-- WHAT YOU WILL DO --
Retype the part of the boxing passage starting at "The ring announcer" and ending at "triplicate jab arrived.", keeping every word and mark unchanged.

Braden snapped his head back to coach.
“You can’t eat another one of those left hooks. When he starts setting you up, I want you to weave into the path of that hook and duck deep. When he throws the hook and I want you to throw a right shovel hook from all the way downtown. You hear me?”
“I hear you.”
“It’s a gamble. If you don’t time it perfectly, he’s going to knock you out.”
The ring announcer called for the seconds to leave and Coach Valentino nodded.
The bell for the twelfth round rang and Davey Cole marched from his corner. Braden didn’t see a noble competitor, he saw an amalgamation of everyone who thought of him as a loser. With each staccato step with Cole’s right foot leading was a whisper of “loser.”
Cole’s right jab stung. Braden could feel the intent to finish the fight early in it. Pop, pop, two more jabs. In rounds previous, the pattern was one jab, two jabs, one jab, three, and then the left hook. The next jab stung worse than the first. As predicted, the staccato taps of the triplicate jab arrived.
On the recoil from the third jab, Braden changed his level, ducking deep and dropping his right hand. The cannon of Davey Cole’s left hand fired and everything became slow-motion. Tension flowed from Braden’s shoulder, to his fist — his body worked in unison, from the balls of his feet, sending thunder to his knuckles. The jab-uppercut hybrid fired like a rubber band being snapped and the red boxing glove collided with Cole’s jaw, the connection sounded like a gunshot. Cole’s mouthpiece was ejected from his face and the six-foot middleweight dropped.

-- ENTRIES --
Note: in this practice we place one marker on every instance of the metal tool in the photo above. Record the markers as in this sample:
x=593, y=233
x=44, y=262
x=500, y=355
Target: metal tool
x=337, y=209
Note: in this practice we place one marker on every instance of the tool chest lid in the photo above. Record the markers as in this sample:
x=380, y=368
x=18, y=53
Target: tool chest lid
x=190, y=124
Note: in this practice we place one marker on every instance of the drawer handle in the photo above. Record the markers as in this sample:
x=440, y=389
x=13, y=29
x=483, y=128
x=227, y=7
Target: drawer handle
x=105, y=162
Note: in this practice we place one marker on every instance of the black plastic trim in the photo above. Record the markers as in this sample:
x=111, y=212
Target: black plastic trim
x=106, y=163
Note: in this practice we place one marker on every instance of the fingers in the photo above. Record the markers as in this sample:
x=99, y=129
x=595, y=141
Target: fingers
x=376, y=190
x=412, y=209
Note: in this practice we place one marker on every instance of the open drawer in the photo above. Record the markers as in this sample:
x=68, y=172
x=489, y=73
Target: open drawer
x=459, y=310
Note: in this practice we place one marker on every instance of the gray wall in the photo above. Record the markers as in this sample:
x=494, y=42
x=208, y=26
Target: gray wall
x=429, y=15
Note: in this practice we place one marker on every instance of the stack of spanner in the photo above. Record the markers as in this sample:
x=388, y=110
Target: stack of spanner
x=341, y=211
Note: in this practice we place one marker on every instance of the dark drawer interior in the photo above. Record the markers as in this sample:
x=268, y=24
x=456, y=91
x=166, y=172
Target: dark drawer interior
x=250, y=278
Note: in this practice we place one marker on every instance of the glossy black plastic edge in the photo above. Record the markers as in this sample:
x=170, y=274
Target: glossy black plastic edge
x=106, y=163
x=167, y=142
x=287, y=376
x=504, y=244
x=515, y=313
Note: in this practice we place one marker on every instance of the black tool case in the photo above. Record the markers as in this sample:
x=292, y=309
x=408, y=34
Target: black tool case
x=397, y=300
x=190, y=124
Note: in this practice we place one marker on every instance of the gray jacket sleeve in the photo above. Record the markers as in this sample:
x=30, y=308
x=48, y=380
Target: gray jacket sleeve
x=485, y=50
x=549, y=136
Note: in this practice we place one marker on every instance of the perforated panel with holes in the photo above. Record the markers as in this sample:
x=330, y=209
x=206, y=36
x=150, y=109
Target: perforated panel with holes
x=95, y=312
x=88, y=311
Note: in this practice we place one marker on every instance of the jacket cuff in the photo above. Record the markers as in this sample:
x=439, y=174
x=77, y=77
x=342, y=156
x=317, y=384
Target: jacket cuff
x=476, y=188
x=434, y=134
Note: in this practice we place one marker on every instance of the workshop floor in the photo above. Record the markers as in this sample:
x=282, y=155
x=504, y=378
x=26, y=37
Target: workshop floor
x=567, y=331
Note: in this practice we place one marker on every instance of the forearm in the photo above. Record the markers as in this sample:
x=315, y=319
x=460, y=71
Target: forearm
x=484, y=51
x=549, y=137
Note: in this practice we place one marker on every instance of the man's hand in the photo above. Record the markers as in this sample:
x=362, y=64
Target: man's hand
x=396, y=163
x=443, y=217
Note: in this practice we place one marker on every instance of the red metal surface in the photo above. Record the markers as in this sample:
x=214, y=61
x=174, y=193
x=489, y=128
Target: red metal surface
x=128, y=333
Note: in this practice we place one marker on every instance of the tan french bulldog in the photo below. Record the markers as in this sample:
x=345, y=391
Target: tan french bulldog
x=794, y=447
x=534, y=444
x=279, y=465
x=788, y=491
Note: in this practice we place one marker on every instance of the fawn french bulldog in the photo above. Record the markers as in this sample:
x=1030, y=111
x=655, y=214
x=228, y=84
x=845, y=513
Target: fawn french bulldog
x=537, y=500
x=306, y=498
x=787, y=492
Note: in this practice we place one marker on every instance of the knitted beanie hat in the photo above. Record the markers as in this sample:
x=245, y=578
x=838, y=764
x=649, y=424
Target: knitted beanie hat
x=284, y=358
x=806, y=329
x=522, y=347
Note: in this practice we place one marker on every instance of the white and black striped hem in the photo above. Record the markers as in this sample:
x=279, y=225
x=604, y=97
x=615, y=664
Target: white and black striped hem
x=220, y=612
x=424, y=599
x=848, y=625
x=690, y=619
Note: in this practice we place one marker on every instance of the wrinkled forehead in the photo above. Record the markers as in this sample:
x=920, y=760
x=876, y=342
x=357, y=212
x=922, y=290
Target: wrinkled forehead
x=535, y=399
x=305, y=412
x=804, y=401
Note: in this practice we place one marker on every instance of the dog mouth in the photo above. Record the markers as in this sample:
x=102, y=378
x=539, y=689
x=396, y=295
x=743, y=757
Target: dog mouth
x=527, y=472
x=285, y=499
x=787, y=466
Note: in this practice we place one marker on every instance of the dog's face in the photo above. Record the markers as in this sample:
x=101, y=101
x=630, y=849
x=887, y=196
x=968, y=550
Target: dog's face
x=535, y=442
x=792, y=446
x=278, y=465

-- ANSWER TO THE TASK --
The ring announcer called for the seconds to leave and Coach Valentino nodded.
The bell for the twelfth round rang and Davey Cole marched from his corner. Braden didn’t see a noble competitor, he saw an amalgamation of everyone who thought of him as a loser. With each staccato step with Cole’s right foot leading was a whisper of “loser.”
Cole’s right jab stung. Braden could feel the intent to finish the fight early in it. Pop, pop, two more jabs. In rounds previous, the pattern was one jab, two jabs, one jab, three, and then the left hook. The next jab stung worse than the first. As predicted, the staccato taps of the triplicate jab arrived.